- TRY IT -
In the entries below, which lines run from the one containing "Tag paved path." to the one containing "Tag walking path."? Copy exactly those lines, ends included, and no others.

- STORED DATA -
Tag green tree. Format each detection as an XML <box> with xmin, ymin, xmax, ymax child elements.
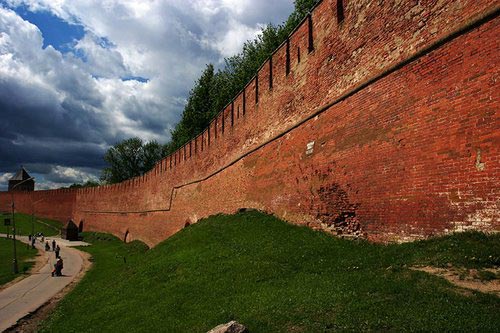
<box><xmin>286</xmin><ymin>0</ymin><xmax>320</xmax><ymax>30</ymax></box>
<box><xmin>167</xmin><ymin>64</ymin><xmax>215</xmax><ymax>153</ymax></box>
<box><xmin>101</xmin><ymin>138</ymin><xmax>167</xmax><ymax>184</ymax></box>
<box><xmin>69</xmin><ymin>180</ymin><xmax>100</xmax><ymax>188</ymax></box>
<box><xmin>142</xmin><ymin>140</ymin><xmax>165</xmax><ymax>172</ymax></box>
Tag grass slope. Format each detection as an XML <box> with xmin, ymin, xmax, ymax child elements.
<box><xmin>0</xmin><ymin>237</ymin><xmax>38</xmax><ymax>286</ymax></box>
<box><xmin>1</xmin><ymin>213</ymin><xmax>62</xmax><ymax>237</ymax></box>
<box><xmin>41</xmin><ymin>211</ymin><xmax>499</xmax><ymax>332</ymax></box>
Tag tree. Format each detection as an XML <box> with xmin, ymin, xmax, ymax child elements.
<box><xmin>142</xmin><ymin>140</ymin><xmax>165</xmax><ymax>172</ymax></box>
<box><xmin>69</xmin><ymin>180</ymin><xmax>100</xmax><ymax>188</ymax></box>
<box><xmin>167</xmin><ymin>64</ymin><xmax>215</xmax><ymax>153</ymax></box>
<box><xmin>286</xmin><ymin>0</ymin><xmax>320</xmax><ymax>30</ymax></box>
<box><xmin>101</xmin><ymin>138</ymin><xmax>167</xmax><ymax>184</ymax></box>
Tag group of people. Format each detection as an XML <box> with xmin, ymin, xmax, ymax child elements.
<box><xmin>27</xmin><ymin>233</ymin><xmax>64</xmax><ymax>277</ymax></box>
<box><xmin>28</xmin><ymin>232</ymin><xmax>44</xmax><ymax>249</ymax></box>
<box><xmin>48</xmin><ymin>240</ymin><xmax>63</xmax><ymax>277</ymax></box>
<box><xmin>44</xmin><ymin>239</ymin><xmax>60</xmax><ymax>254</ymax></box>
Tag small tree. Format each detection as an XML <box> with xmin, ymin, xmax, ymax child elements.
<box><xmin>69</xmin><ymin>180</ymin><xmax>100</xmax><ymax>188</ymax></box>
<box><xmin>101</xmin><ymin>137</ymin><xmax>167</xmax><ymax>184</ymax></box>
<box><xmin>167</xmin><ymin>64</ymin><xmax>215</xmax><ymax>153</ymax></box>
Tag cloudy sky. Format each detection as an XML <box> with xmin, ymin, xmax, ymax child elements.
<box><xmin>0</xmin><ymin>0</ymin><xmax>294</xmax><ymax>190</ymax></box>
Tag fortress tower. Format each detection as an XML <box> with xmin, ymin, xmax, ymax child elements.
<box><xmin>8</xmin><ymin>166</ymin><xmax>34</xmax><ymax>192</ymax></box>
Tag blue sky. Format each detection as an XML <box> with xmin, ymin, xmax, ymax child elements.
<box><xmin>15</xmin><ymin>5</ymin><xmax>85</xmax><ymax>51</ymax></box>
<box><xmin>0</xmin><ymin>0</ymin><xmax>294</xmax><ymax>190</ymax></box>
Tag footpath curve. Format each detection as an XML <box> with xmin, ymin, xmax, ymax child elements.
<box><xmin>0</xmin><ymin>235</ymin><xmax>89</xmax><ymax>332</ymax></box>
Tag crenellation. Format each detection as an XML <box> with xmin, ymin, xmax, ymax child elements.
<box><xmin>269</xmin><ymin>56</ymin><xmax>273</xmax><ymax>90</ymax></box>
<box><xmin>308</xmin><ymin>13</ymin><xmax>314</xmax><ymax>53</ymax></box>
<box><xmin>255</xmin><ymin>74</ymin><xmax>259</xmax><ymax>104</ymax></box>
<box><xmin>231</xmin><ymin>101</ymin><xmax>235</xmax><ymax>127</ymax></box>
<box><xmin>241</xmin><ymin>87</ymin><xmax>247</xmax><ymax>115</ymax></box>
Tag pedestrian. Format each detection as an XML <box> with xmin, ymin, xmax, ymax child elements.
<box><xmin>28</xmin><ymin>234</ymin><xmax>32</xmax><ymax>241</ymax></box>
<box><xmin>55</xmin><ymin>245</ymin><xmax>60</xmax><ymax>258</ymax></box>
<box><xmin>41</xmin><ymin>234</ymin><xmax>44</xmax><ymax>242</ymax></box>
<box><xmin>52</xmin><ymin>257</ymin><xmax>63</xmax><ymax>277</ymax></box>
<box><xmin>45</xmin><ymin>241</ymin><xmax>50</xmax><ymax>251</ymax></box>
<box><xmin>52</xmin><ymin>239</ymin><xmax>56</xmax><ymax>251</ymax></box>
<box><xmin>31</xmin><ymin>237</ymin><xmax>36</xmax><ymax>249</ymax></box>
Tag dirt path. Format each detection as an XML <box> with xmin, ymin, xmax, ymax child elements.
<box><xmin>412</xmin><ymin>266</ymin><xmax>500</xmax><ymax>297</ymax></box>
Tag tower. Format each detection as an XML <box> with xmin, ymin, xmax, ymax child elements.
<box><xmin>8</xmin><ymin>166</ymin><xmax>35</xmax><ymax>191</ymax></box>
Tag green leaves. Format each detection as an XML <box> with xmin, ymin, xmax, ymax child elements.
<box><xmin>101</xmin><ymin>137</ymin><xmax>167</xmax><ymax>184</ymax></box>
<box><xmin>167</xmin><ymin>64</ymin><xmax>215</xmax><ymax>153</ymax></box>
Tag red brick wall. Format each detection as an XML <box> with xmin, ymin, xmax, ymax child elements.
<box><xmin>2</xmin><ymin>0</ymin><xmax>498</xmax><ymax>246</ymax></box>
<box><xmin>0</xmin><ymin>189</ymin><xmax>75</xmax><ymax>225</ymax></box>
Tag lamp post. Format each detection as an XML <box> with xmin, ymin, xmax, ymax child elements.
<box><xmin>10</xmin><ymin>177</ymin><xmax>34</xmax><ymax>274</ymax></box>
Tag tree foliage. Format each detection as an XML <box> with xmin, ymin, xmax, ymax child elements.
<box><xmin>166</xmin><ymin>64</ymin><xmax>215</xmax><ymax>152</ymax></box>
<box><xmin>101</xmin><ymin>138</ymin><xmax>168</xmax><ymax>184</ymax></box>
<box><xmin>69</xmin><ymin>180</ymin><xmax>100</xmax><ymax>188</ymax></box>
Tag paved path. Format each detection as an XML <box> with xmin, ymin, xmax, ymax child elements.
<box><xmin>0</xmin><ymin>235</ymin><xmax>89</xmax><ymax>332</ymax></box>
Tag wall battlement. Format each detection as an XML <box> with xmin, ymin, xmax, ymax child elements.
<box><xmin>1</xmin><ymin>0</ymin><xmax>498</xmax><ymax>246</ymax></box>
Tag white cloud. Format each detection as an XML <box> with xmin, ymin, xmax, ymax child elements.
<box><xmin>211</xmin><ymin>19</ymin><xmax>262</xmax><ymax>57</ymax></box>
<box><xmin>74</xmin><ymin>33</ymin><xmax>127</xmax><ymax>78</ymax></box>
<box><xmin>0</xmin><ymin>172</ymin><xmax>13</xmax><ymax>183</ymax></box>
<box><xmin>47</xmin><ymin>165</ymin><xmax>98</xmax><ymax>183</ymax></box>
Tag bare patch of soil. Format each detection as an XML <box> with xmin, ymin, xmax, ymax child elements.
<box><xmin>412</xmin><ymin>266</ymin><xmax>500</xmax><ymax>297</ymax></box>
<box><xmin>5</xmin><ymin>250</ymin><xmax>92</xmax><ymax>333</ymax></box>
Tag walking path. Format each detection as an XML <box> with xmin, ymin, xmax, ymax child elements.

--

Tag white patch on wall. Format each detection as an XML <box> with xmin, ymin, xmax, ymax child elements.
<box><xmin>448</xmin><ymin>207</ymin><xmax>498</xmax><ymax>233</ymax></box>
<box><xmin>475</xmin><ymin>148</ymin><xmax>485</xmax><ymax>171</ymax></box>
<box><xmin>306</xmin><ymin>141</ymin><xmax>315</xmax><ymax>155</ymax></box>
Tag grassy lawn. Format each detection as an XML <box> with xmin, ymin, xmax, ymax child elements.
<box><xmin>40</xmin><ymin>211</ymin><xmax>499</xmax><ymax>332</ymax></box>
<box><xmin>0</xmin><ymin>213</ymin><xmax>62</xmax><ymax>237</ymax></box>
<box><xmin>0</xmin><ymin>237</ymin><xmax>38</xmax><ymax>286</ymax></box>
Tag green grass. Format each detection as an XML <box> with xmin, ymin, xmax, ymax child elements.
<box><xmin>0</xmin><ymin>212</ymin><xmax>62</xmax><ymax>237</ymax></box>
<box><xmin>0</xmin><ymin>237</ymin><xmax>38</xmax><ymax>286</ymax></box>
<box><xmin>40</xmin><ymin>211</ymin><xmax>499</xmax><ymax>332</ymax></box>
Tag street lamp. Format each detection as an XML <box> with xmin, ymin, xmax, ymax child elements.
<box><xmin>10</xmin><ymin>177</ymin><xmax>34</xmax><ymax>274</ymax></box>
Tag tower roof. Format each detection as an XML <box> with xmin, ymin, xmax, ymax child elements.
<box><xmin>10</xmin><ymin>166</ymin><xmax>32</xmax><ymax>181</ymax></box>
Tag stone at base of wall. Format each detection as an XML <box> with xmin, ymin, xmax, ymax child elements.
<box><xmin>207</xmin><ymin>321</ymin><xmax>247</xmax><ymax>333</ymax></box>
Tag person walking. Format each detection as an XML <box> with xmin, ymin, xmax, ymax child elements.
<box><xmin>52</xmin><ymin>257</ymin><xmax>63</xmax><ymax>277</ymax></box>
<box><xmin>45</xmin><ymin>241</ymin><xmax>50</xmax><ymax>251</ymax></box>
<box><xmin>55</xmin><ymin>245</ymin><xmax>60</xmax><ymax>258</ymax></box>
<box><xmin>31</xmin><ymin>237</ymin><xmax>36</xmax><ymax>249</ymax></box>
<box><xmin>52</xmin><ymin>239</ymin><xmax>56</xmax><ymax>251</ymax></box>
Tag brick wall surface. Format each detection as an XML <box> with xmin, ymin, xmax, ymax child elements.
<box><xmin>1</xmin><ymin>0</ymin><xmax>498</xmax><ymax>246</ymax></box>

- ANSWER BOX -
Tag paved path. Format each detection as an XML <box> with xmin, ymin, xmax, ymax child elements.
<box><xmin>0</xmin><ymin>235</ymin><xmax>89</xmax><ymax>332</ymax></box>
Tag wall battlement. Format each detection as an XML <box> with xmin, ymin, xmax, ymax child elements.
<box><xmin>1</xmin><ymin>0</ymin><xmax>498</xmax><ymax>246</ymax></box>
Tag white cloud. Format each detection as an XML <box> with xmin, ymin, xmax, ymax child elements.
<box><xmin>211</xmin><ymin>19</ymin><xmax>262</xmax><ymax>57</ymax></box>
<box><xmin>74</xmin><ymin>33</ymin><xmax>127</xmax><ymax>78</ymax></box>
<box><xmin>0</xmin><ymin>172</ymin><xmax>13</xmax><ymax>183</ymax></box>
<box><xmin>47</xmin><ymin>165</ymin><xmax>98</xmax><ymax>183</ymax></box>
Tag bare patch of soil. Format each detection as an XML <box> with xmin, ymin, xmax, ymax child elements.
<box><xmin>412</xmin><ymin>266</ymin><xmax>500</xmax><ymax>297</ymax></box>
<box><xmin>5</xmin><ymin>250</ymin><xmax>92</xmax><ymax>333</ymax></box>
Tag walking path. Format each detection as an XML <box> with xmin, ymin, xmax, ymax child elements.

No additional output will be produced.